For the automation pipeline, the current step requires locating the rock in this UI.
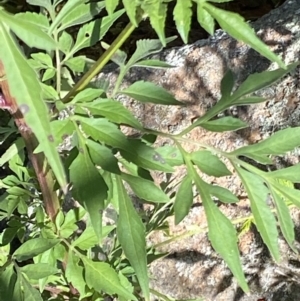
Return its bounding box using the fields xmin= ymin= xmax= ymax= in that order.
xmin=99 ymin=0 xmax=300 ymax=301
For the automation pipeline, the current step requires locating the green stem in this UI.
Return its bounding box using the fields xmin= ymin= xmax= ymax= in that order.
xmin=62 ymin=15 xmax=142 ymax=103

■ Instructions to follow
Recast the rows above as a Markdown table with the columns No. and Line, numbering each line and skipping blank lines. Leave the pictures out.

■ Worked solution
| No. | Line |
|---|---|
| 1 | For the automation pipeline, the current step requires locating the rock in this UI. |
| 2 | Return its bounding box using the fields xmin= ymin= xmax= ymax= in that order. |
| 3 | xmin=99 ymin=0 xmax=300 ymax=301 |
| 4 | For the automation pipeline, the current step requires locating the green stem in this UI. |
| 5 | Return its bounding box using the fields xmin= ymin= xmax= ymax= in that order. |
| 6 | xmin=62 ymin=15 xmax=142 ymax=103 |